DOCUMENT –
┏━━

Dans quelques années, nous nous souviendrons sûrement de ce film. Il prendra peut-être même encore plus de valeur. S’il y a une chose que nous pourrions reprocher au film, c’est l’usage des nouvelles technologies pour rajeunir des acteurs. Ceux-ci, loin d’avoir besoin de démontrer leur immortalité, devraient exprimer leur expérience au maximum.

L’utilisation du rajeunissement numérique a été très critiqué ; il aurait peut-être mieux valu engager de jeunes acteurs pour les flashbacks ou réduire leur durée. Nous voyons De Niro sans rides mais son corps et ses mouvements semblent exprimer le contraire.

Le film suppose une sorte de fusion entre l’ancien et le nouveau. L’ancien, à travers son essence, la maturité de son créateur et de ses visages, et le nouveau à travers sa diffusion et sa production.

Avec 10 nominations aux Oscars, parmi lesquelles celle du meilleur film et du meilleur réalisateur, The Irishman ne laisse personne indifférent, que ce soit en raison de sa magnitude, de l’incroyable façon de capter notre regard ou de la présence quasi inexistante de femme, qui semble être une marque de la maison.

┗━━

CONSIGNES –
- a) Indiquez, s'il vous plaît, si chacune des affirmations suivantes concorde avec la critique de The Irishman, en répondant par oui ou non et en citant les mots décisifs du texte : (i) le film a obtenu 10 nominations aux Oscars ; (ii) le rajeunissement numérique a été bien accueilli ; (iii) les femmes tiennent une place importante dans le film.
- b) Répondez à ces questions sur la critique de The Irishman :
(i) Quel acteur voit-on sans rides ?
(ii) À travers quoi le nouveau s'exprime-t-il dans le film ?
(iii) Outre celle du meilleur film, quelle nomination aux Oscars est citée ?
- c) Rédigez la suite de la critique de The Irishman à partir de sa dernière phrase.

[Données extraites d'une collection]
┏━━

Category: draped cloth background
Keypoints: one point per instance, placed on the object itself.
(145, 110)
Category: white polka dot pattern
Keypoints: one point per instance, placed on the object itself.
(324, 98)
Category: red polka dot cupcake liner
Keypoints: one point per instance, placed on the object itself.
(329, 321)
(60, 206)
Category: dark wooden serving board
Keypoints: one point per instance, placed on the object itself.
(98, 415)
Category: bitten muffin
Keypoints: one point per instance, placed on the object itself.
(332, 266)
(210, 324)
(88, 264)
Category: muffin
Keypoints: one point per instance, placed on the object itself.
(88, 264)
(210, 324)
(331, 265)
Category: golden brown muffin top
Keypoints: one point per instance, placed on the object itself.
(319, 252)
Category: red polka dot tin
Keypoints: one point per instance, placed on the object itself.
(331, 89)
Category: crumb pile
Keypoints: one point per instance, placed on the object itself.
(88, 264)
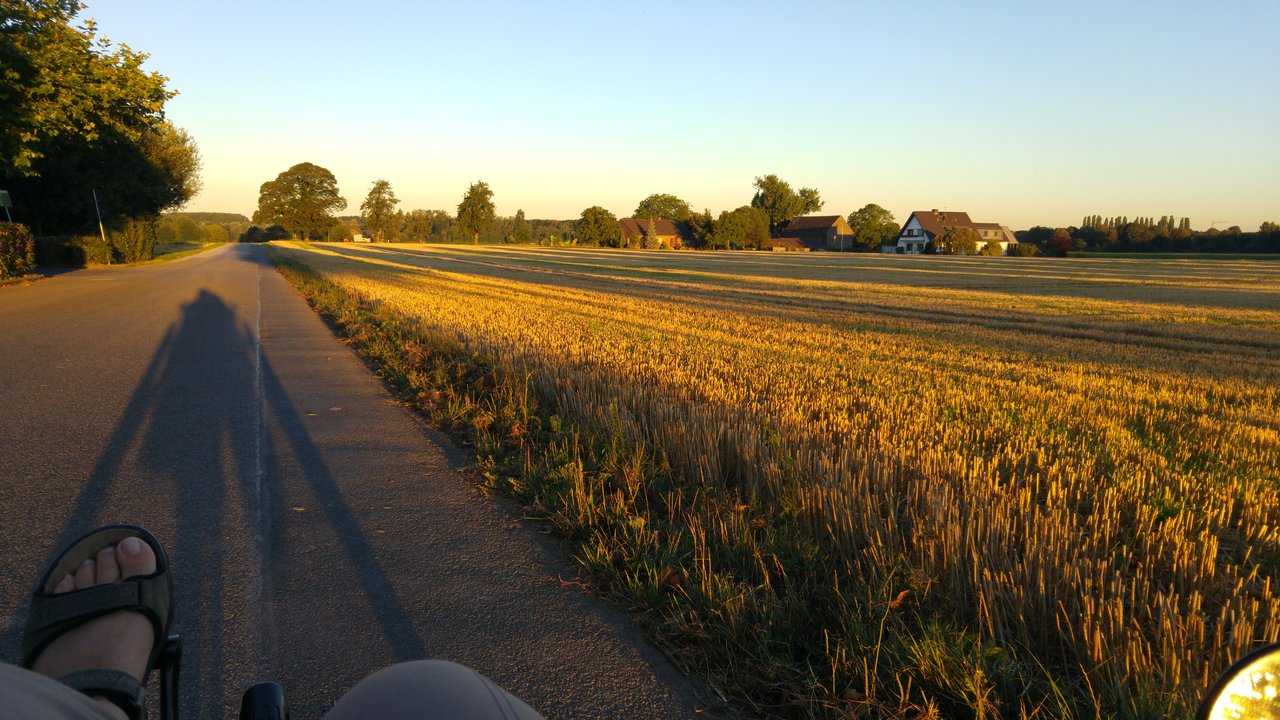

┗━━

RÉPONSES PAR CONSIGNE –
- a)
(i) Oui : « Avec 10 nominations aux Oscars »
(ii) Non : « L’utilisation du rajeunissement numérique a été très critiqué »
(iii) Non : « la présence quasi inexistante de femme »

- b)
(i) De Niro
(ii) À travers sa diffusion et sa production
(iii) Celle du meilleur réalisateur

- c)
Les rôles féminins sont résiduels dans presque tous ses films ; une filmographie dans laquelle les «types durs» prédominent.

Cependant, nous ne pouvons le lui reprocher. Dans le cas de The Irishman, nous reconnaissons une époque, un moment déjà lointain où la femme n’était rien de plus qu’un élément de décoration pour son époux. Un personnage féminin se démarque cependant tout au long du film. Il s’agit de la fille du protagoniste. Dès le début, celle-ci affiche une certaine répulsion vis-à-vis des activités de son père.

En silence, mais avec dureté, elle finit par jouer un grand rôle à la fin du film. À ce moment, Sheeran est déjà âgé, ses amis sont décédés etson épouse aussi. Il n’a plus que ses filles, même si elles semblent bien décidées à rester loin de leur père.

De Niro dans The Irishman

 

Scorsese est un grand narrateur, capable d’exprimer à travers des images ce qu’il ne peut dire à travers des mots. Il sait aussi capturer, à travers sa caméra, ce que chaque personnage renferme.

Malgré sa durée, The Irishman réussit à nous conquérir, à nous captiver jusqu’à ce que l’on sache comment finit la vie de notre personnage principal, un homme pris au piège dans une toile d’araignée dont il ne pourra s’échapper.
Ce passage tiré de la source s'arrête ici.